• **SELECTION**:
= = = =

Asphalt, Iron, Concrete,
curator: Ella Kalir-Ariel, Ella Gallery, YeminMoshe, Jerusalem
Factory yards, construction sites, scrap metal yards, containers and trucks, sheet metal, pipes and planks. Oded Zaidel paints the backyard of the cityscape. Not natural landscapes or “civilized” city views but marginal zones, derelict corners and places we pass by almost without seeing them. The paintings are usually based on photographs he takes that serve him as a primary sketch. In the work process, the data in the photograph are taken apart and built anew—details in the landscape are blurred, some disappear, until sometimes only a loose connection remains between the painting and the photo that was used as its starting point.
All paintings are devoid of animals or humans. In this respect, one can see Oded’s paintings as a link that developed—in its unique way—from Italian Giorgio de Chirico’s formidable empty city paintings, as well as from American Hopper’s paintings of empty spaces that use a similar space distribution. It was Hopper who said, “An empty room was always a challenge for me… what an empty room looks like when there’s nobody in it… this absence can attest to presence”. There isno alienation in Zaidel’s paintings—the absent person is present, and the truck, the tractor or the crane, the guard booth and the light in the window are evidence of their existence and being about. In this respect one can go back fifty years, to Avraham Ofek’s paintings of agricultural machines in the kibbutz—always unmanned. The junk machine as a subject in some of the paintings, the treatment of the landscape as a random conglomeration of objects and the reliance on photographs, is reminiscent of Larry Abramson’s drawings of mounds.

= = = =

• **TASK MATERIAL**:
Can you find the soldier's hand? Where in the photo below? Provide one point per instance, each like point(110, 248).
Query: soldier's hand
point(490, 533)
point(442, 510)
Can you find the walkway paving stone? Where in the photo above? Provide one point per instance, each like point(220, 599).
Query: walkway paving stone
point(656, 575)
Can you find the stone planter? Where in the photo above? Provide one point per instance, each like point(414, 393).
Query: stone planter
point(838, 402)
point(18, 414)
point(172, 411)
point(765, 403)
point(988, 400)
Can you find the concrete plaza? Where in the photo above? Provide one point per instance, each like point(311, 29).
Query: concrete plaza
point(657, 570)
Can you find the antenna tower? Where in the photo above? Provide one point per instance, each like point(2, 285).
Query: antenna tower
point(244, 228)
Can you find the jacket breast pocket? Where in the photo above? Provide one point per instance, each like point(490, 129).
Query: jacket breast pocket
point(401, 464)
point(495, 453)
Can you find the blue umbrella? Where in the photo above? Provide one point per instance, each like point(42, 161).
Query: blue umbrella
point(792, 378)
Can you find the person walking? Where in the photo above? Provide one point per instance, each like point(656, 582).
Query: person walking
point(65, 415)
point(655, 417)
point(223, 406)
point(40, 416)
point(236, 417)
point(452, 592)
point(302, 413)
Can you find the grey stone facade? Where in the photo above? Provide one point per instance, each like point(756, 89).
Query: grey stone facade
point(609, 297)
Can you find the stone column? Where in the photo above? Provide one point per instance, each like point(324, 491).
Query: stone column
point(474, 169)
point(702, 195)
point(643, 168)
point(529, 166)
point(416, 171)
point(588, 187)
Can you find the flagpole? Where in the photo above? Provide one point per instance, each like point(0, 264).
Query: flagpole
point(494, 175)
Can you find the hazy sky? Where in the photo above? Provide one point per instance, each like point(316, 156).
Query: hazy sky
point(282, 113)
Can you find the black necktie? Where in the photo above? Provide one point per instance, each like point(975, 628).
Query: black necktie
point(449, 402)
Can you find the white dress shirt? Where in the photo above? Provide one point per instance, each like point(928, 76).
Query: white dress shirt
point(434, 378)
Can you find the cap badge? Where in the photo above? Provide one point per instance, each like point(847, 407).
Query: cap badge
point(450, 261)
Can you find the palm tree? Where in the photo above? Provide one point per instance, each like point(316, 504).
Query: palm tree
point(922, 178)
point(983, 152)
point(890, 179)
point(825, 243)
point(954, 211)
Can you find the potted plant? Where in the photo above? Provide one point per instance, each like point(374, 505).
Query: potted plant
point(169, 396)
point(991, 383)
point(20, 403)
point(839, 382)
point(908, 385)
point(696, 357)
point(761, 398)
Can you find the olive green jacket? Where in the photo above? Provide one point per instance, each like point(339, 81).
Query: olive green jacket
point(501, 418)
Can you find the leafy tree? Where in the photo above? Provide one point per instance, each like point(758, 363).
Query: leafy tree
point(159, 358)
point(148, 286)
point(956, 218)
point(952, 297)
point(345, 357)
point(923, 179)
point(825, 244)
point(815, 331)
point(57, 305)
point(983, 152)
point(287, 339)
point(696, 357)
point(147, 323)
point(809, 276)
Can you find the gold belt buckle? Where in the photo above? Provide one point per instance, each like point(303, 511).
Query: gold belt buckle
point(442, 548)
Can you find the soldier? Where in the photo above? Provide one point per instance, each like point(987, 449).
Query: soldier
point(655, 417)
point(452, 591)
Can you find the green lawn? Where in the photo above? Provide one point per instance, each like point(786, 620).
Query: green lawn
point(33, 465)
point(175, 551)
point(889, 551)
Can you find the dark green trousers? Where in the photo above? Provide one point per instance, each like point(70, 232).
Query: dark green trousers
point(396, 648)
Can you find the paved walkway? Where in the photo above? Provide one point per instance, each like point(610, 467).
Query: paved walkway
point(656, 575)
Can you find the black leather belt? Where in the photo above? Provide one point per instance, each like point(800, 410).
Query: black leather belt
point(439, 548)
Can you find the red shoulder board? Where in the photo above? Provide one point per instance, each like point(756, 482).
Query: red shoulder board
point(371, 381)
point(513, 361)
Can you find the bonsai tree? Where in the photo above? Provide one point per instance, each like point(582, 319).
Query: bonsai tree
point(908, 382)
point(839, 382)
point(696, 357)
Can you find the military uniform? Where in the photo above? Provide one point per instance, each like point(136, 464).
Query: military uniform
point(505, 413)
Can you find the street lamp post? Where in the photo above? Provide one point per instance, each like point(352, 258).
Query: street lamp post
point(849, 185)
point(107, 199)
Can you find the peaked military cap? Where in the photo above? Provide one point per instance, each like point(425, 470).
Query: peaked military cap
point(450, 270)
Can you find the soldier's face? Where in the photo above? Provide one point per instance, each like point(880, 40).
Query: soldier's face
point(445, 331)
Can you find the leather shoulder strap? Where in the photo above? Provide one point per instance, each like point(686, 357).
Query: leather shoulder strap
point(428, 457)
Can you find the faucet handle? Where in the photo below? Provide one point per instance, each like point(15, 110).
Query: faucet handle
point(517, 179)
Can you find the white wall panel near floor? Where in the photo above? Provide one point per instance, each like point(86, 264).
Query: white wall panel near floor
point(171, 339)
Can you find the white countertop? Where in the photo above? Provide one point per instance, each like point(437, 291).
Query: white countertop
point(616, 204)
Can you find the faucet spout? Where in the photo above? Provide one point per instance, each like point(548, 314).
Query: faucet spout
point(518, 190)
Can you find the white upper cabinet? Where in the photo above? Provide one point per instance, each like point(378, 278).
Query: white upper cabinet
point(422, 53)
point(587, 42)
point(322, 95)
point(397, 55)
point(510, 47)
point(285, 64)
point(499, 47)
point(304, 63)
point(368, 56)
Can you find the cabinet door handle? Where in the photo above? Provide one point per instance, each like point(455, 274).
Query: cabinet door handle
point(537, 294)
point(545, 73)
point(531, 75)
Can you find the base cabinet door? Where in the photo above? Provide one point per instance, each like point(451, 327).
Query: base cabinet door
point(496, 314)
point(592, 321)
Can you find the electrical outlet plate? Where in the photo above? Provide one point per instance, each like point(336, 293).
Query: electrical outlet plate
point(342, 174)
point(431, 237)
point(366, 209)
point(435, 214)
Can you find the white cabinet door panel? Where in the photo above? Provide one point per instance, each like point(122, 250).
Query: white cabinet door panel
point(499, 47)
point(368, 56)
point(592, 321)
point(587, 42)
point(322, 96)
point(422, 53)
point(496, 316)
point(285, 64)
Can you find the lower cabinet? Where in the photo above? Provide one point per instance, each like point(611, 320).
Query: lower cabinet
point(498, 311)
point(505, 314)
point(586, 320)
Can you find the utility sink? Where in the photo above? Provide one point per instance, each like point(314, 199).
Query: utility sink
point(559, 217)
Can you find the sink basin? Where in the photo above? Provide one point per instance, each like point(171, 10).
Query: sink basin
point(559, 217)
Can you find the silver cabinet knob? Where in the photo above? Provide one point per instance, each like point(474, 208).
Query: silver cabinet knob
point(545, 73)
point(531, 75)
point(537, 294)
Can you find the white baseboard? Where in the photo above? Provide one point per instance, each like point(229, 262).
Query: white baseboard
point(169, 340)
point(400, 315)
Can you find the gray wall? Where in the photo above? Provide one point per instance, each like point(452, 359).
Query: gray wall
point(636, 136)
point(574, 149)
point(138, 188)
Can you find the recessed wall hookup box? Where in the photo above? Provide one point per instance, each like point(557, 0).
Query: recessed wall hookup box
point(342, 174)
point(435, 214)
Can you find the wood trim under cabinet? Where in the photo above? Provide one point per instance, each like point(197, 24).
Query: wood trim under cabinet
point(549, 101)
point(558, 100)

= = = =

• **INSTRUCTION A**: Reproduce the records from the line with "Can you find the hazy" up to and including the line with "point(452, 591)", requests included. Offset every point coordinate in the answers by adding 129 to each number, and leave the requests and their sample points as they are.
• **INSTRUCTION B**: Carry on the exhibition essay about Oded Zaidel's paintings, beginning after its final sentence.

• **WRITTEN REPLY A**:
Can you find the hazy sky? Where in the photo above? Provide one point per instance, each like point(316, 156).
Query: hazy sky
point(411, 242)
Can you find the black necktie? Where in the photo above? Provide one point per instance, each like point(975, 628).
Query: black necktie
point(578, 531)
Can you find the white dress shirt? Where in the photo above? Provide one point per instance, each like point(928, 76).
Query: white dress shirt
point(563, 507)
Can you find the cap badge? Where in the photo above? Provide one point per instance, each like point(847, 407).
Query: cap badge
point(579, 390)
Can you find the palm tree? Where in the photo above? Provide one point per instance, each like point(316, 504).
Query: palm tree
point(1051, 307)
point(1112, 281)
point(1019, 308)
point(954, 372)
point(1083, 340)
Can you find the potted plant? Where in the photo above? Provide one point per instance, each like point(374, 505).
Query: potted plant
point(298, 525)
point(1120, 512)
point(149, 532)
point(968, 511)
point(1037, 514)
point(825, 486)
point(890, 527)
Can you find the olive green jacket? Where in the photo above? Provide one point per instance, each like point(339, 81).
Query: olive green jacket
point(630, 547)
Can you find the leafy tree? Where in the photo above? Provide one point per instance, each like point(758, 363).
Query: leafy tree
point(288, 487)
point(277, 415)
point(1085, 347)
point(1081, 426)
point(474, 486)
point(1052, 308)
point(954, 373)
point(944, 460)
point(186, 434)
point(1112, 281)
point(416, 468)
point(825, 486)
point(276, 452)
point(938, 405)
Can you find the gold belt buckle? Where in the photo above? Provide one point per instance, each like point(303, 511).
Query: gold belt buckle
point(571, 677)
Can you find the soldier? Where in the photo above? Provide one point per instance, each like point(987, 449).
Query: soldier
point(784, 546)
point(581, 720)

• **WRITTEN REPLY B**:
The seemingly arbitrary, inane choice of subjects, makes the painting itself the subject and focuses the viewer on the language of the painting, the colorfulness, the structure, the division of space and the painting action. Oded’s paintings have warmth, solid ground and sky, daylight or lamplight at nights. Only that what we have on our hands is not a pastoral landscape but construction and industrial sites, the attraction of which lies in dynamism and surprise, just as in the artistic work itself. Using concise language and hearty daubs, he creates solid color planes. In the daytime paintings, the colors are illuminated, dazzling, and seen in all their might, so that one can feel the intensifying heat emanating from the exhaust pipes of the bulldozers and forklifts. In the nighttime paintings, the lights shine and create a dramatic appearance out of a building’s wall, door or window, while darkness covers the dust, the tired watchman inside, the waste and the tar-stained soil.
Ella Clear Ariel, curator
Paintings from the exhibition, untitled, acrylic on cardboard, 30X40 each, 2006
Pictures from the exhibition’s opening, February 2008, Ella Gallery, Jerusalem
Sand, Gravel and cement
Curator: Monica Lavi, August 2006, Al HaTzuk Gallery, Netanya
Oded Zaidel introduces paintings and reliefs from the last couple of years. His paintings and reliefs—in various formats—portray the outskirts of urban areas, industrial areas and construction areas with their cement mixers, cranes, industrial buildings, tractors [or bulldozers], and trucks, as well as various urban images—building facades, lampposts, roads and cars.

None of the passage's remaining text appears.